→ The exercise
Lay out the records as a two-column CSV with the header instruction,output, starting at the line that contains "The function indicates a point for each instance of the bench" and ending at the last of the records. Give one row per record, with its text and its answer each in a single quoted field and any line breaks replaced by spaces.

→ Raw records
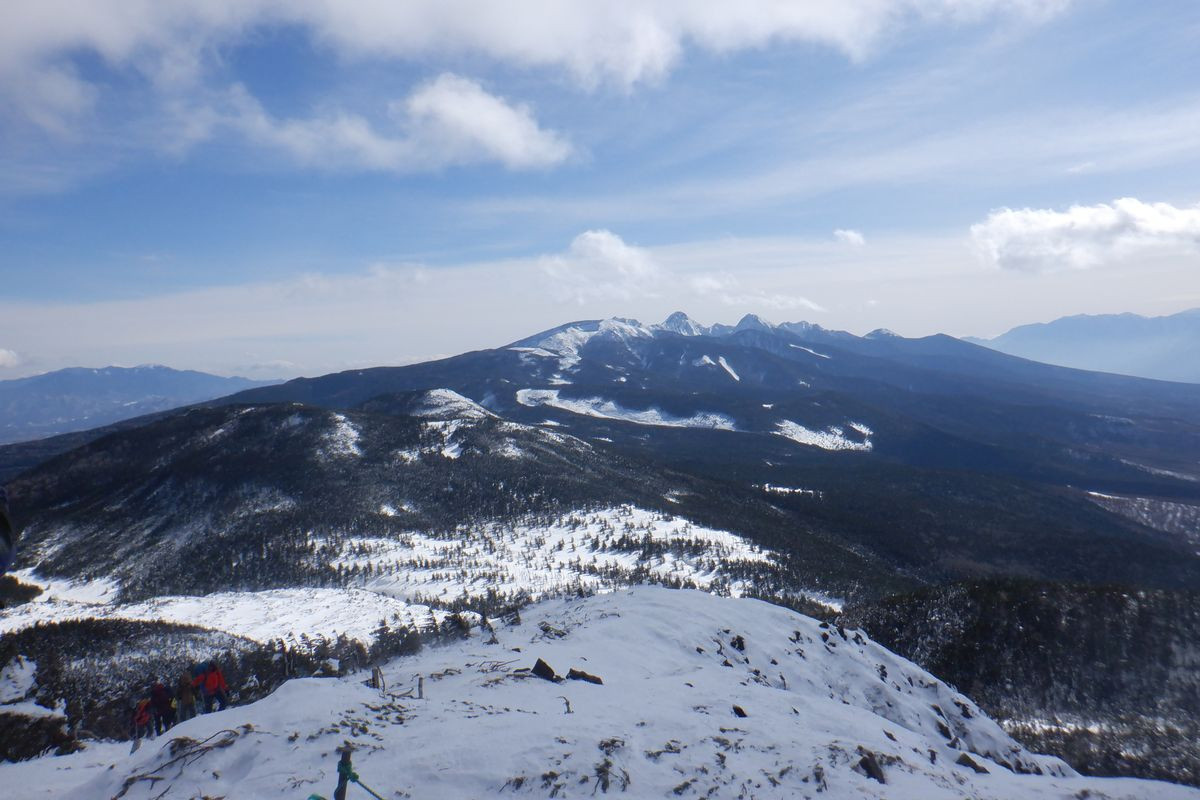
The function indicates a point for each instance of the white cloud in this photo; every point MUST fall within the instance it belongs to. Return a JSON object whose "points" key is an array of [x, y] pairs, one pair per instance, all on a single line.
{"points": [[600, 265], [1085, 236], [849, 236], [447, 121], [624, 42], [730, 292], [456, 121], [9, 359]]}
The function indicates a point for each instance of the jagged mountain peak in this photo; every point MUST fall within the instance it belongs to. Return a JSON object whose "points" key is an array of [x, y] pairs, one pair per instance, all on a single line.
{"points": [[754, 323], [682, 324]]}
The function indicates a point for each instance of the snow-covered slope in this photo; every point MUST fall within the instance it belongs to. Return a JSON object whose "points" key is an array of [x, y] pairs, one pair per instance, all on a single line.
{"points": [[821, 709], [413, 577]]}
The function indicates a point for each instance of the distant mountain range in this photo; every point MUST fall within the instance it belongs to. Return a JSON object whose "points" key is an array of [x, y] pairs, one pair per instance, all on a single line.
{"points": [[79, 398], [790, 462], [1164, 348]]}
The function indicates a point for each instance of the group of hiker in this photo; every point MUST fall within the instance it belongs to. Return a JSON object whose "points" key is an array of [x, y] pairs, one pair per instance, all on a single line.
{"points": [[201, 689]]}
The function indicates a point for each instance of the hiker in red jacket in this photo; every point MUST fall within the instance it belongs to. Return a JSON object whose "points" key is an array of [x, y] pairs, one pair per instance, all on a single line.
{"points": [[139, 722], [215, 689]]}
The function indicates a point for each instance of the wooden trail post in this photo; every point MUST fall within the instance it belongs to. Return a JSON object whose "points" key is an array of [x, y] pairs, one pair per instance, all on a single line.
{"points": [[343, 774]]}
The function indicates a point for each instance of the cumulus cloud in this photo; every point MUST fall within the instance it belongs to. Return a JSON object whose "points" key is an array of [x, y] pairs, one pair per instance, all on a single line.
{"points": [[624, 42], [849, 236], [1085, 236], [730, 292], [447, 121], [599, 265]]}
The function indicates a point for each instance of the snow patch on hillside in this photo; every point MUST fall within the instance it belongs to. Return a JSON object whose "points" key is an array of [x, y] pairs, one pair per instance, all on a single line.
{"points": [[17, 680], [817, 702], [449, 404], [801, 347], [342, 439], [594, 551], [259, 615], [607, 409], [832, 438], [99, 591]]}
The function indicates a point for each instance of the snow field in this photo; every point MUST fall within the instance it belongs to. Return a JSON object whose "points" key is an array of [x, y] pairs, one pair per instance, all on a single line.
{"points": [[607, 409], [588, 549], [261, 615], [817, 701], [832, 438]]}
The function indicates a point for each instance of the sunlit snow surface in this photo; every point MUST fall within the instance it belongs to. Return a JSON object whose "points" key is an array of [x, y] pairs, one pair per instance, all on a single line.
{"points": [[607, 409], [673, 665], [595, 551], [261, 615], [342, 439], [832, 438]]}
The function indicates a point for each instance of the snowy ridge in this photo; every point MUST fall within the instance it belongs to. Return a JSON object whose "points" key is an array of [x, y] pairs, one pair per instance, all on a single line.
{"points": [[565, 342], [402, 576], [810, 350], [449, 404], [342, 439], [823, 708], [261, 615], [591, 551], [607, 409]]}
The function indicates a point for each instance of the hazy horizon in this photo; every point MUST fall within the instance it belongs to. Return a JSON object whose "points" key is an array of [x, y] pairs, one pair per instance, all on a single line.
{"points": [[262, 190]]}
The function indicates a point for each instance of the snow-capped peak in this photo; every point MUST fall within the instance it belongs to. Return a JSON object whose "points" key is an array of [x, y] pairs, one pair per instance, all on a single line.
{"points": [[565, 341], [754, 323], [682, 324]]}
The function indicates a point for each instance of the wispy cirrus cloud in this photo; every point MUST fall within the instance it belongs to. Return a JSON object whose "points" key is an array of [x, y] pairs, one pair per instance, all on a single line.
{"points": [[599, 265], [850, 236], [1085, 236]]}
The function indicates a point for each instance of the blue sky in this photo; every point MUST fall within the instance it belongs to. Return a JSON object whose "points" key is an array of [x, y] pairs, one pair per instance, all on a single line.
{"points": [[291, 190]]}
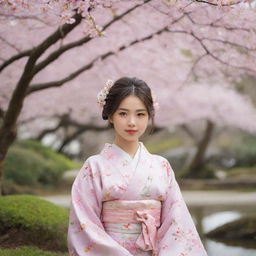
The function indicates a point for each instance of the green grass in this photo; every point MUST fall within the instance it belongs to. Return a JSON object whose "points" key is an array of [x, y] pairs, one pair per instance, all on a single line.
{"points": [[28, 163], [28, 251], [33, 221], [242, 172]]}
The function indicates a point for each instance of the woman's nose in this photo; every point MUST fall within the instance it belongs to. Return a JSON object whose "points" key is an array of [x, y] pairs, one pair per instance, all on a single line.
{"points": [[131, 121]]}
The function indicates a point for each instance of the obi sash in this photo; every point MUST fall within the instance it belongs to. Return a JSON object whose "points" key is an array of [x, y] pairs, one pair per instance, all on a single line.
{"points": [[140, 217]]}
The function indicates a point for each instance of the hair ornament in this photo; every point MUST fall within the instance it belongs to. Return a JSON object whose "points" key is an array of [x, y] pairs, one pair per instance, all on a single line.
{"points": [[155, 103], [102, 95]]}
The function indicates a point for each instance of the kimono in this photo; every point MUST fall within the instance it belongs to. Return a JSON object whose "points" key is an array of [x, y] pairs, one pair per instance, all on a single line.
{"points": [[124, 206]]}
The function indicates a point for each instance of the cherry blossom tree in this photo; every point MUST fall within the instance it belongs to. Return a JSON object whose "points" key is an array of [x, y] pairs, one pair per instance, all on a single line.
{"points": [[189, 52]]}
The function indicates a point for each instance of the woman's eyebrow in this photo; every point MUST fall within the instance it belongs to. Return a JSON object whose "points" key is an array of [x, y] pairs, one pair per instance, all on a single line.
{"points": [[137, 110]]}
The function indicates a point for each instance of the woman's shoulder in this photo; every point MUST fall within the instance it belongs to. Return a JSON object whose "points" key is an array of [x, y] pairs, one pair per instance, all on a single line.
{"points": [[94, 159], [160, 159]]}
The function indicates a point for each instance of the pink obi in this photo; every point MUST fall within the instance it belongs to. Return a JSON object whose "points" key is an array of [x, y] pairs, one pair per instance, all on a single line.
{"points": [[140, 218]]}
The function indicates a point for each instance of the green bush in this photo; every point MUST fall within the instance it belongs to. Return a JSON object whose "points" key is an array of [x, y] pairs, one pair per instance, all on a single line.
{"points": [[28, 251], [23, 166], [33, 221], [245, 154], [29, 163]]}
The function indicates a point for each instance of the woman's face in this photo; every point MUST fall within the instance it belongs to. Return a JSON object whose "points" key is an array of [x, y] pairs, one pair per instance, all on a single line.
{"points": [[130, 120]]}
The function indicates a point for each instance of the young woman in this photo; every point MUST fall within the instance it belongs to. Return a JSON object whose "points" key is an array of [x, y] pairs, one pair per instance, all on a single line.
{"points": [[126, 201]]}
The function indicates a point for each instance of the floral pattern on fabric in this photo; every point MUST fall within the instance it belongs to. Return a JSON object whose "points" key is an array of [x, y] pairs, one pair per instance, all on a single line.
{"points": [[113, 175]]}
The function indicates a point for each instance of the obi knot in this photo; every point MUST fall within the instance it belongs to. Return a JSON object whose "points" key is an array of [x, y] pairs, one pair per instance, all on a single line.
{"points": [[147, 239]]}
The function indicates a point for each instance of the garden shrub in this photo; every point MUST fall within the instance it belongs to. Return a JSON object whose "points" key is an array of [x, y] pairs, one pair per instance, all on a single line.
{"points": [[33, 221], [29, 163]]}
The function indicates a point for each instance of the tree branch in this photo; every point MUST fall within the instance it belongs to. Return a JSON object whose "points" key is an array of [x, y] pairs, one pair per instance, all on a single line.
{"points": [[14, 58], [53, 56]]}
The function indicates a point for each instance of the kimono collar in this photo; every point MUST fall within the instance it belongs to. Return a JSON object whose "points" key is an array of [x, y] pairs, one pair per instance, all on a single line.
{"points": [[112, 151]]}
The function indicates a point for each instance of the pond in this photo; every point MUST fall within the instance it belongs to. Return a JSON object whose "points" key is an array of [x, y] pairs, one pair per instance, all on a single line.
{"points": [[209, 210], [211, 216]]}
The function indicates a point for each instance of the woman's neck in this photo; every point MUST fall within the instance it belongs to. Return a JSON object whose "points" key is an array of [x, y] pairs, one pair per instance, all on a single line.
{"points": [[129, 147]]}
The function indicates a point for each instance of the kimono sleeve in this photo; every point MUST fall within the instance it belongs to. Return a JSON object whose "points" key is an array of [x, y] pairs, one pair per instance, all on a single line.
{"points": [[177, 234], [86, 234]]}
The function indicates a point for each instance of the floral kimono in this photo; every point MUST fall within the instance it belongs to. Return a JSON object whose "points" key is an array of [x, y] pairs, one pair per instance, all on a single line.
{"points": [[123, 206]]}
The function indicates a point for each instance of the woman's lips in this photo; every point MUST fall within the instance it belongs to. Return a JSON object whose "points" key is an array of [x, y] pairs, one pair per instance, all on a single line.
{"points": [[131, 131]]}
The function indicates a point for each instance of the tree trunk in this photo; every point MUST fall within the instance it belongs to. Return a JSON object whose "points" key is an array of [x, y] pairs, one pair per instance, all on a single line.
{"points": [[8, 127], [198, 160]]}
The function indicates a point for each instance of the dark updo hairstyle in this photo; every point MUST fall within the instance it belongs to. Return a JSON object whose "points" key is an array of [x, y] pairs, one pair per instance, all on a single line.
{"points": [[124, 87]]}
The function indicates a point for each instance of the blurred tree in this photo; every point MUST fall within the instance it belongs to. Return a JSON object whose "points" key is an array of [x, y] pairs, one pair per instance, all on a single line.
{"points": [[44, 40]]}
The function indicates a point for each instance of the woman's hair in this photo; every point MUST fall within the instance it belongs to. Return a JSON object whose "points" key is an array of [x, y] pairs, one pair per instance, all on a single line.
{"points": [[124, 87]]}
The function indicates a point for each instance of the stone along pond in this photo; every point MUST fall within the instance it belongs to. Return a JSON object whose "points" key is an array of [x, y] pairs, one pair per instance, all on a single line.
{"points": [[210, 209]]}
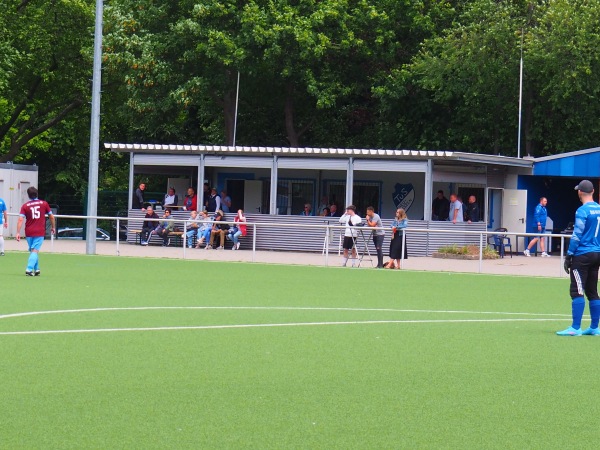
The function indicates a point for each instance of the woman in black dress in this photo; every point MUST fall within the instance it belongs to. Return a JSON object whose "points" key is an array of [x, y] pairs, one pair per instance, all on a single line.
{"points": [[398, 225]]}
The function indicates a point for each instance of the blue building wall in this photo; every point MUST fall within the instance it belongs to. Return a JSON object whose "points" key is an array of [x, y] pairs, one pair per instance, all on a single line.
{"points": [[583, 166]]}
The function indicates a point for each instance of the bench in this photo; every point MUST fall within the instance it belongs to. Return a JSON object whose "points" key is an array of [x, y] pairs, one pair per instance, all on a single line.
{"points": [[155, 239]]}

→ The solution
instruction,output
"The function indicates a point for each instance of the bench in this photo; every point MUST fall within the instance it belongs to. Return a JSON object whose ""points"" key is an array of [x, y] pairs, one pair per instance, all on a single line.","{""points"": [[155, 239]]}"